• **TASK OBJECTIVE**: Reproduce every one of the lines below word for word, omitting the pictures.

___

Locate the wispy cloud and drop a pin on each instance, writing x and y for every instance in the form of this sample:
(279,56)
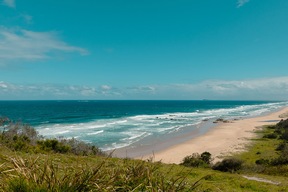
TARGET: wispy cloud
(267,89)
(240,3)
(255,89)
(9,3)
(20,44)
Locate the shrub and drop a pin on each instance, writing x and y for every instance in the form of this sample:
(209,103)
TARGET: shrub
(282,146)
(271,136)
(282,159)
(32,175)
(228,165)
(262,161)
(196,160)
(284,135)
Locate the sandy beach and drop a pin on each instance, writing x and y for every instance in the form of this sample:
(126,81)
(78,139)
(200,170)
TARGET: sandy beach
(222,140)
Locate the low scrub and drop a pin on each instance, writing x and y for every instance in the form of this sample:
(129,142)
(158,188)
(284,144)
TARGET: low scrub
(22,137)
(196,160)
(33,175)
(228,165)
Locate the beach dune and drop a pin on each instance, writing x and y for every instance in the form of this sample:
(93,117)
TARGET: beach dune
(222,140)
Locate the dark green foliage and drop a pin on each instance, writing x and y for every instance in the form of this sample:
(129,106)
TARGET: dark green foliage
(21,137)
(282,146)
(282,159)
(53,145)
(228,165)
(126,175)
(284,135)
(270,136)
(283,124)
(262,161)
(196,160)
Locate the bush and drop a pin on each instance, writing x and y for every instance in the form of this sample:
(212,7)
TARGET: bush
(282,146)
(262,161)
(196,160)
(22,137)
(271,136)
(282,159)
(228,165)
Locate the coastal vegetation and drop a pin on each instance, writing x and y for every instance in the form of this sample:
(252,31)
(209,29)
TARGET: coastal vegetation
(30,162)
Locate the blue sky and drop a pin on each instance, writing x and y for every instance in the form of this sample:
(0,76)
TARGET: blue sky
(186,49)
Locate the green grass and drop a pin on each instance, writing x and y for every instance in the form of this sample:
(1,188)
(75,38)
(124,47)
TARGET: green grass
(30,170)
(260,148)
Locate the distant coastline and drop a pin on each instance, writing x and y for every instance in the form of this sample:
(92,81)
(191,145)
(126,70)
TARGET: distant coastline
(222,140)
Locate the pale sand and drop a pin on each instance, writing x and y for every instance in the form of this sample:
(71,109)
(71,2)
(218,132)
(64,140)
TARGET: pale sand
(224,139)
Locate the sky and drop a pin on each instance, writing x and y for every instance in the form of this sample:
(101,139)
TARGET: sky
(160,49)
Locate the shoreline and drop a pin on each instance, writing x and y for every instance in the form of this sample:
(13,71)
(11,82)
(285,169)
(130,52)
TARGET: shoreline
(221,140)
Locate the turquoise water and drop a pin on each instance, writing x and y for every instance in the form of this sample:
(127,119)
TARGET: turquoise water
(116,124)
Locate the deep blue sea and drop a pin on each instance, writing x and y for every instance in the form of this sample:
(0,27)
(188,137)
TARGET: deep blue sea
(116,124)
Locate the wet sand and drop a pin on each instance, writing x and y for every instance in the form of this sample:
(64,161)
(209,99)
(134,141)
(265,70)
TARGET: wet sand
(222,140)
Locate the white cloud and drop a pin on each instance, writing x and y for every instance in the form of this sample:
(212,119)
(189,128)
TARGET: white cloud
(20,44)
(240,3)
(267,89)
(9,3)
(255,89)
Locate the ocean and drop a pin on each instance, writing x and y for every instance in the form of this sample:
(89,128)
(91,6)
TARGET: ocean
(116,124)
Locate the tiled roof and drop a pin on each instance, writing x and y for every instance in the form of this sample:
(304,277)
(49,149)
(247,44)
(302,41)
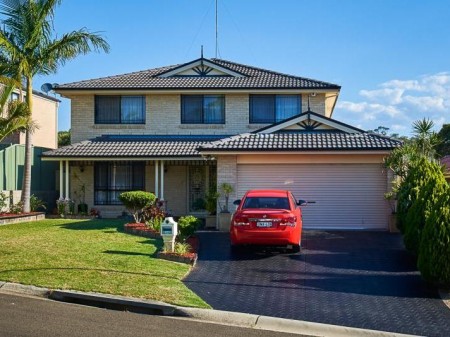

___

• **FINISHED EXERCISE**:
Locate the wispy cloud and drop a pin on each instance, writing x and y for every instance in the form of this sample:
(279,56)
TARGET: wispy cloud
(267,89)
(240,3)
(255,89)
(9,3)
(20,44)
Locate the shrub and drop a pin on each instance, writing x and y for every instance in the form of this sample:
(209,103)
TARGET: shrub
(282,146)
(271,136)
(282,159)
(32,175)
(228,165)
(262,161)
(196,160)
(284,135)
Locate the sandy beach and drop a pin on each instance, writing x and y for every instance in the form of this sample:
(126,81)
(78,139)
(200,170)
TARGET: sandy beach
(222,140)
Locate the low scrub and drop a pin on each instance, writing x and y for every instance in the form of this sample:
(129,142)
(158,188)
(284,144)
TARGET: low scrub
(22,137)
(196,160)
(33,175)
(228,165)
Locate the beach dune and drop a pin on each instance, writing x and y for every instance in the form of this sample:
(93,117)
TARGET: beach dune
(222,140)
Locate the dark green foliage and drop a pin on each instance, writing x and y for every instance in the form of this sample:
(129,106)
TARGET: dark green foliage
(21,137)
(282,146)
(282,159)
(53,145)
(228,165)
(126,175)
(284,135)
(270,136)
(283,124)
(262,161)
(196,160)
Locate the bush and drop a pin on each instance, writing x and y for every instance in the form of this sample:
(212,7)
TARGET: bush
(282,146)
(262,161)
(196,160)
(22,137)
(271,136)
(282,159)
(228,165)
Locate the coastal vegetation and drop a pin on each instance, writing x and y for every instance in the form of this sample:
(252,31)
(209,29)
TARGET: coastal vegetation
(30,162)
Locate the blue sky and drop a pin on each instance, writing x and y for every instance in the form of this sample:
(0,76)
TARGET: blue sky
(186,49)
Locate the green grass and drop a pin on each instance, writing x and y for every instance in the form of this sample:
(1,188)
(75,38)
(124,47)
TARGET: green grass
(30,170)
(260,148)
Locate the distant coastline and drop a pin on each instance, writing x and y for every instance in the form of this sample:
(92,81)
(191,145)
(126,70)
TARGET: distant coastline
(222,140)
Locate the pale sand and drop a pin on each instance, writing x and y for every instance in the form of this sample:
(71,109)
(71,2)
(218,132)
(64,140)
TARGET: pale sand
(224,139)
Locate the sky and drop a pin on each instance, writing x and y for every instance in the form of this sample:
(101,139)
TARGET: sky
(160,49)
Locate the shoreline and drop a pin on each instance, writing x and y for every instance in the form of this sample:
(13,71)
(11,82)
(285,169)
(130,52)
TARGET: shoreline
(221,140)
Locate the turquoise water and drop a pin on each instance, writing x and y for every instance in the form of this sample:
(127,119)
TARGET: turquoise water
(116,124)
Locate the deep blue sea and drop a pin on each instance, writing x and y for every instance in the form of this sample:
(0,27)
(188,137)
TARGET: deep blue sea
(116,124)
Locate the wet sand and drop a pin on each instance, writing x and y for every instance in the form of this sample:
(64,161)
(209,99)
(134,141)
(265,70)
TARGET: wet sand
(222,140)
Locate the white cloud and drop a pin on each instance, writing x and y for every instance in the form of this sample:
(212,119)
(189,128)
TARGET: white cloud
(20,44)
(240,3)
(267,89)
(9,3)
(255,89)
Locate the ocean and drop a pin on each instance, writing x and y for every instance in the form of this sample:
(89,128)
(91,6)
TARGET: ocean
(116,124)
Locate the tiled roof and drop a pin on each instance, writing x and y for every instance in the form of this sample:
(304,277)
(49,149)
(247,44)
(302,41)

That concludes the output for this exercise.